* **What is asked**:
Return each of the records below word for word, with no changes.
----- Data records
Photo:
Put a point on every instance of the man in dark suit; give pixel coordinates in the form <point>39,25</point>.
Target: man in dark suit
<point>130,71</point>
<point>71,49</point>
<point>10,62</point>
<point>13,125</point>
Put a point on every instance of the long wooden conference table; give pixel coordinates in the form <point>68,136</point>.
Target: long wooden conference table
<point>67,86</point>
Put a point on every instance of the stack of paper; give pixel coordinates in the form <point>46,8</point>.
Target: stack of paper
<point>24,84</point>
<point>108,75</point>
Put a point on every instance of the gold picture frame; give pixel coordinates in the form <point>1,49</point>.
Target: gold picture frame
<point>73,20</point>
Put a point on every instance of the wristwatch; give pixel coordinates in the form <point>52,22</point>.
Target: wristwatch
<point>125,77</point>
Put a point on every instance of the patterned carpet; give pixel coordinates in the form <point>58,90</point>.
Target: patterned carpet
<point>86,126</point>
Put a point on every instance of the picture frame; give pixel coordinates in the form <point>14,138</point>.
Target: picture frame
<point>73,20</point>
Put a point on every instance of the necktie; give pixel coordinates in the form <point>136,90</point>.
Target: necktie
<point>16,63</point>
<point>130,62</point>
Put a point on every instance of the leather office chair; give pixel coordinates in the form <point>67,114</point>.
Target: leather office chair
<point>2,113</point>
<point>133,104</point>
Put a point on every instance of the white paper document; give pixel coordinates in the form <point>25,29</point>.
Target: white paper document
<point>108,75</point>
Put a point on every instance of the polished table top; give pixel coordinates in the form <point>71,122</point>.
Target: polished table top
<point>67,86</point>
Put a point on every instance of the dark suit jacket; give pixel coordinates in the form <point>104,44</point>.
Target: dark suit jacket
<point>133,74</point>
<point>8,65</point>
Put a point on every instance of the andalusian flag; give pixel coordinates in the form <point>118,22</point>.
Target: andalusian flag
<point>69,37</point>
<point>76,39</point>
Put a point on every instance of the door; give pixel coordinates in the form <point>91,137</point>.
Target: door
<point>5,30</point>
----------
* **Exercise solution**:
Photo:
Put a point on every instance of the man in dark suit; give pixel coordinates in the form <point>39,25</point>.
Target: man in dark suit
<point>130,71</point>
<point>71,49</point>
<point>10,62</point>
<point>13,125</point>
Put a point on every instance of the long wooden conference table; give pixel coordinates in the form <point>68,136</point>.
Target: long wooden conference table
<point>67,86</point>
Put a point on every instance of the stack of paper; give pixel coordinates in the form <point>46,8</point>.
Target: stack of paper
<point>24,84</point>
<point>108,75</point>
Put a point on every instance of the gold picture frame; give pixel coordinates in the form <point>1,49</point>.
Target: gold picture frame
<point>73,20</point>
Put a point on every instance of the wristwatch; give pixel coordinates in the form <point>52,22</point>.
Target: wristwatch
<point>125,77</point>
Put a point on every instance of the patterned carpet; give pixel coordinates in the form <point>58,90</point>.
Target: patterned carpet
<point>86,126</point>
Put a point on every instance of the picture frame; give pixel coordinates in the form <point>14,138</point>.
Target: picture frame
<point>73,20</point>
Put a point on every instance of the necktie; give pixel coordinates in the form <point>136,90</point>.
Target: necktie
<point>16,63</point>
<point>130,62</point>
Put a point on every instance of the leather office chair; give pixel coordinates in the form <point>67,114</point>.
Target: leather office chair
<point>2,113</point>
<point>133,104</point>
Put a point on every instance of the white paper document; give pixel coordinates in the form <point>25,29</point>.
Target: white paper document
<point>108,75</point>
Put a point on every instance of the polished table top; give pixel coordinates in the form <point>71,122</point>.
Target: polished table top
<point>67,86</point>
Put a point on every instance of the dark suit jacket; give pixel coordinates in the form <point>104,44</point>.
Target: dark suit jacket
<point>133,74</point>
<point>8,65</point>
Put a point on every instance of the andalusian flag; give pixel coordinates in the form <point>118,22</point>.
Target: andalusian flag
<point>69,37</point>
<point>76,39</point>
Put a point on every instance of the door; give pixel coordinates in the form <point>91,137</point>.
Target: door
<point>5,30</point>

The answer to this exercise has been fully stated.